● WRITTEN EXERCISE
Leaving out all images, write out the records that follow exactly.

● DATA IN THIS EXERCISE
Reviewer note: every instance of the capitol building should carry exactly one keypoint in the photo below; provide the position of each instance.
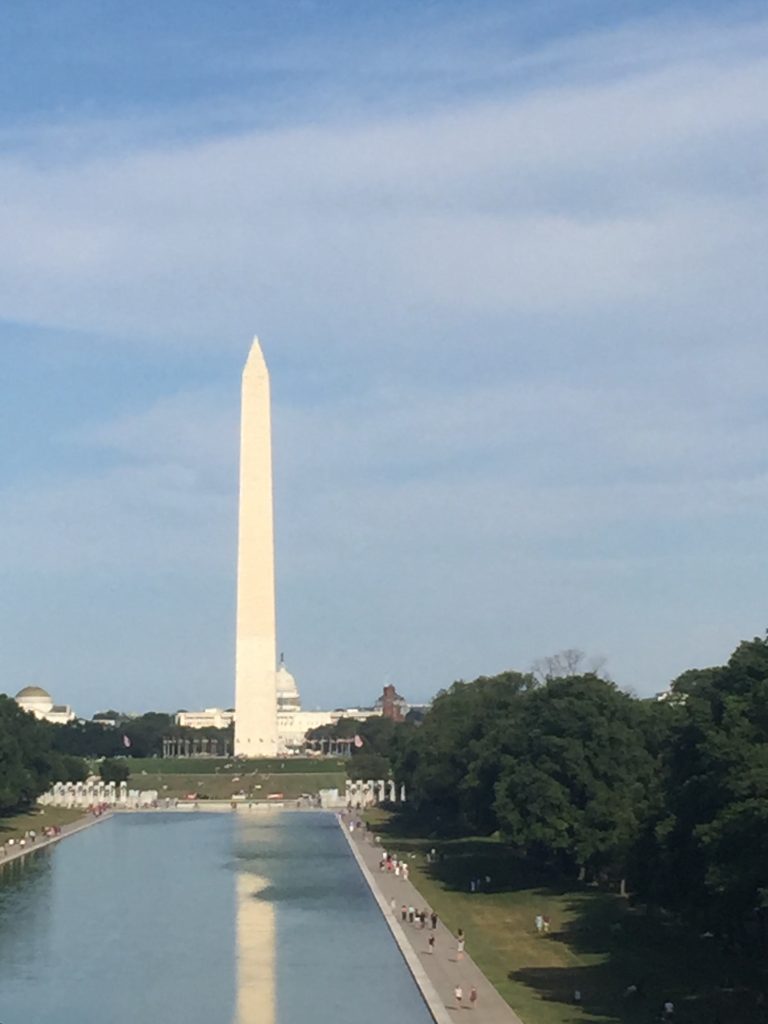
(293, 722)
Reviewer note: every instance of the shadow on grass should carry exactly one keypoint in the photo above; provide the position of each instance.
(623, 962)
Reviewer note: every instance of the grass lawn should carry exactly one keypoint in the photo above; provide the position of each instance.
(15, 825)
(256, 784)
(598, 943)
(212, 766)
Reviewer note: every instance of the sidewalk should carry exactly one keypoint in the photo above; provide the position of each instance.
(442, 969)
(17, 851)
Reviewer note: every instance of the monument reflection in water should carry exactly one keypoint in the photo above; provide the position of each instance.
(210, 919)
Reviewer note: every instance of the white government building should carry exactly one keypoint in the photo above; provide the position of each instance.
(293, 723)
(40, 702)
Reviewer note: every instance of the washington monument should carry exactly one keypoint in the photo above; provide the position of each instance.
(255, 696)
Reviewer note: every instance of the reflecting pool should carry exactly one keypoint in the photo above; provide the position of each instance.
(202, 918)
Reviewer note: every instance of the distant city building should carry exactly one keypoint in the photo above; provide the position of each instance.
(293, 721)
(391, 705)
(211, 718)
(39, 702)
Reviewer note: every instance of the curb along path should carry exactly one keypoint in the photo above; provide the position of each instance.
(436, 974)
(17, 852)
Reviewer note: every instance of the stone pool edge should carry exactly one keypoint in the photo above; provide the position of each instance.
(425, 986)
(43, 844)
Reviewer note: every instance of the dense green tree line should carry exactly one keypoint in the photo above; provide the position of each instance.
(29, 763)
(669, 796)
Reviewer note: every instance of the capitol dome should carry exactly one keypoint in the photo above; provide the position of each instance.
(35, 698)
(288, 691)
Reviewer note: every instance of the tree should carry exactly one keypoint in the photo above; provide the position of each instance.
(28, 763)
(450, 764)
(577, 779)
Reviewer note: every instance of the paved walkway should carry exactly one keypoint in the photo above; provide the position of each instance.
(16, 851)
(442, 968)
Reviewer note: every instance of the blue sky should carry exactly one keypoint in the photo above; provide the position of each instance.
(507, 262)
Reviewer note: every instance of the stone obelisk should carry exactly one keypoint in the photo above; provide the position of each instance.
(255, 693)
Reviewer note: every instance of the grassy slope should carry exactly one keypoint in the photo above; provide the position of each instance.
(15, 825)
(212, 766)
(224, 785)
(598, 943)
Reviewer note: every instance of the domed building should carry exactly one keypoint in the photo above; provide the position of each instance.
(288, 691)
(39, 702)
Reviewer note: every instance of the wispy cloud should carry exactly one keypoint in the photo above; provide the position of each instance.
(522, 328)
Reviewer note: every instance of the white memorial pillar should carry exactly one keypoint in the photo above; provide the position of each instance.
(255, 692)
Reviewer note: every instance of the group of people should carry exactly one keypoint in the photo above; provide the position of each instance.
(543, 924)
(409, 914)
(391, 863)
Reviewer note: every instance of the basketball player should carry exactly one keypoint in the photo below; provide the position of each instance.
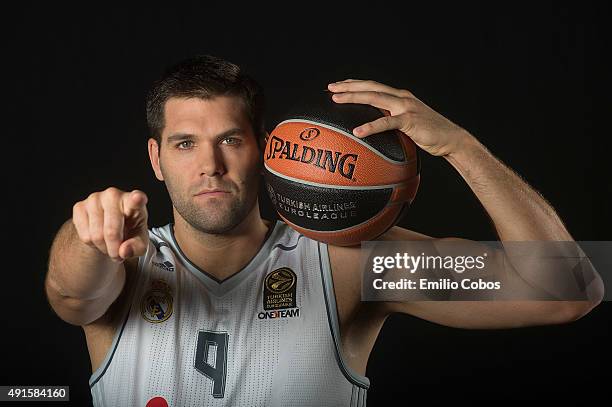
(224, 308)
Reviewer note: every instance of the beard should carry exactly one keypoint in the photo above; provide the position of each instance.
(216, 215)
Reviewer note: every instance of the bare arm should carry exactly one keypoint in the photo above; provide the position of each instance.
(518, 212)
(86, 269)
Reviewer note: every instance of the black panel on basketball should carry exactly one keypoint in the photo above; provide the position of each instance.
(320, 108)
(286, 196)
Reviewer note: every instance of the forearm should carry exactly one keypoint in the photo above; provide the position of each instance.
(518, 212)
(79, 271)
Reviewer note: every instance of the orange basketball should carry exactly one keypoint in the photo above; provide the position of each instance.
(332, 186)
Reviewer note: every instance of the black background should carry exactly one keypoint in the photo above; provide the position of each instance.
(529, 83)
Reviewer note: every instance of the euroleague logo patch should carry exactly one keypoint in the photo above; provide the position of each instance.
(156, 305)
(279, 294)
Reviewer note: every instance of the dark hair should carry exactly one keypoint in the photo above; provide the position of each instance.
(205, 77)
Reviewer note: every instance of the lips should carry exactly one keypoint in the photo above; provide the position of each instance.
(212, 192)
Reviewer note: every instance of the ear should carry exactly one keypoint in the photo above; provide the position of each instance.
(154, 157)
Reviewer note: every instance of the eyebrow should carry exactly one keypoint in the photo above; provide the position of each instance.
(187, 136)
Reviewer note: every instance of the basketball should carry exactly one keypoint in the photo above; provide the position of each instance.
(332, 186)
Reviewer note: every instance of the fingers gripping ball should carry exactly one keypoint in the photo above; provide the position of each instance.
(332, 186)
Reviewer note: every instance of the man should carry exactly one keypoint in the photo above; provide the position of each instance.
(175, 315)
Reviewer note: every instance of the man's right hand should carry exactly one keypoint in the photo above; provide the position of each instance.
(113, 222)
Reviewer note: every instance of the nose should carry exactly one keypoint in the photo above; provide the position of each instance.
(211, 161)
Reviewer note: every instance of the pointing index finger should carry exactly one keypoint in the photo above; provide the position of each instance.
(134, 203)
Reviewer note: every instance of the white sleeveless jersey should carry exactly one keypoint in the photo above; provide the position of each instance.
(266, 336)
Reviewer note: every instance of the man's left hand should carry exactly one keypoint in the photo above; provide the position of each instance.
(430, 130)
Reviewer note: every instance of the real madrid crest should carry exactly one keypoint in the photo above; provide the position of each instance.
(156, 305)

● WRITTEN REPLY
Reviewer note: every instance of the capitol building should carry exactly one keypoint in the photo below; provide the position of each instance.
(293, 722)
Reviewer note: every instance of the shadow on grass should carry exactly one keypoint in the photo above; provide the position of each instance.
(623, 962)
Reviewer note: every instance of the grass lawn should carry exactly one keypoint in the photo above; provide the position of each instance.
(15, 825)
(256, 784)
(598, 943)
(212, 766)
Reviewer note: every instance of the sidewalk should carry exactly one keypoint in the photo above; provide the position of each instance.
(442, 969)
(17, 851)
Reviewer note: every instance of the monument reflection in water should carry exactly one keypoint in the photo above; provide the position of each instance.
(210, 919)
Reviewer note: every instance of the white government building should carry exactly one keypoint in the photo above; provide the position of each instance.
(293, 723)
(40, 702)
Reviewer note: every instance of the washington monument should carry exactly one keypoint in the photo above; provide the position of each instance.
(255, 696)
Reviewer note: every instance of the reflecting pool should carry exactly one keypoint in the photo above; provide the position of each instance.
(202, 918)
Reviewer note: every instance of the distant city building should carry exactly one keypoint in the photo above; provide the position of each instance.
(293, 721)
(391, 705)
(211, 718)
(39, 702)
Reviewer note: every instance of the curb along path should carry exactly one keypoint in the photo above; provide the position of each instance.
(436, 974)
(17, 852)
Reviewer note: every instance of the stone pool edge should carry exactly one keypoint in the photo above; provide the position of each instance.
(425, 986)
(43, 844)
Reviewer note: every instance of the dense green tree line should carry exactly one keypoint in the photo above; provide the position of each instance.
(29, 763)
(669, 796)
Reviewer note: every instance of the capitol dome should carry exactly one keypoint in the photo above; provide the position of each instance.
(35, 698)
(288, 691)
Reviewer note: every instance of the tree should carry exactly one keypoint in the photo above; provide the position of each instance.
(28, 763)
(450, 764)
(577, 779)
Reviewer note: every instance of the paved walkway should carry exactly one keypoint in the photo above; provide the position of each instance.
(16, 851)
(442, 968)
Reviewer note: every instance of the blue sky should carry exactly one keypoint in the photo above; provide the position of each instance.
(507, 262)
Reviewer note: every instance of the stone obelisk should carry exactly one keypoint in the photo above; provide the position of each instance.
(255, 693)
Reviewer note: every instance of the grassy slope should carry exactly one keypoint in the photo above; provide the position of each instance.
(15, 825)
(212, 766)
(224, 785)
(598, 943)
Reviewer note: every instance of the domed building should carry exactly one keypoint in the photo above; provide the position of each instance.
(288, 691)
(39, 702)
Reviewer note: every instance of the wispy cloud should carry exactly one keypoint in the photo above; provide the position of each instance.
(522, 328)
Reviewer note: every instance of the white memorial pillar should carry exactly one keypoint in the photo above; provide the position of each instance.
(255, 692)
Reviewer note: every instance of the group of people should carry exactly one keypoint in the photo above; provide the position of each instance.
(543, 924)
(409, 914)
(391, 863)
Reviewer note: every instance of the basketball player should carry exactly one keypoint in the photo below; provide the position of each instance.
(224, 308)
Reviewer note: every instance of the beard should carry exactly one keypoint in the photo above; provide the position of each instance.
(216, 215)
Reviewer note: every instance of the bare arm should carry exactly one keypoint in the photo above; provide the position of each instance.
(518, 212)
(86, 269)
Reviewer note: every instance of the black panel on basketball should carry exactly one keypoint in the photo above; provide the position of each instance.
(320, 108)
(286, 196)
Reviewer note: every instance of the forearm should carry exactly one keypoint in the photo above; provide the position of each instance.
(518, 212)
(79, 271)
Reviewer note: every instance of the orange basketball should carry exactly one keypoint in the photo above; provide the position of each instance.
(332, 186)
Reviewer note: every instance of the black background should carry exactly one keypoint in the photo above; provide the position of each instance.
(529, 83)
Reviewer note: every instance of the euroleague logo patch should carry exactly one keypoint in the photo above; provide the position of each instance.
(156, 305)
(279, 294)
Reviewer note: every instance of the dark hair should carry exactly one keypoint in the photo above; provide the position of each instance.
(205, 77)
Reviewer note: every instance of the lips should carry exactly one keypoint in the photo above; provide the position of each instance.
(212, 192)
Reviewer note: every instance of the ear should carry exactly one keypoint in the photo above; provide the position of each instance.
(154, 157)
Reviewer note: every instance of the eyebrow should carry exactly one keypoint in the photo above; provide the position of each instance.
(187, 136)
Reviewer note: every instance of the basketball should carry exactly one keypoint in the photo above; provide the position of each instance.
(332, 186)
Reviewer note: every instance of the fingers gripping ball should carry exactly one keypoint in the photo above; provide the position of each instance.
(332, 186)
Reviewer note: every instance of the man should carry exactly one keypoint in the photo above; provide the position of each instance.
(175, 315)
Reviewer note: every instance of the man's right hand should carry exactly one keypoint in the photo above; provide the position of each instance.
(113, 222)
Reviewer note: every instance of the nose should carry exactly one keypoint in the photo above; provide the position of each instance.
(211, 161)
Reviewer note: every instance of the pointing index finger should carry exactly one keypoint in the photo above; provide the position of each instance.
(134, 203)
Reviewer note: every instance of the white sleeveless jersey should carry exactly one keypoint in the photo above; provide the position of each instance.
(266, 336)
Reviewer note: every instance of the man's left hand should carry exactly one keypoint in the photo above; provide the position of each instance.
(430, 130)
Reviewer note: every instance of the real madrid crest should carry exactly one keypoint in the photo above; provide the position of each instance.
(156, 305)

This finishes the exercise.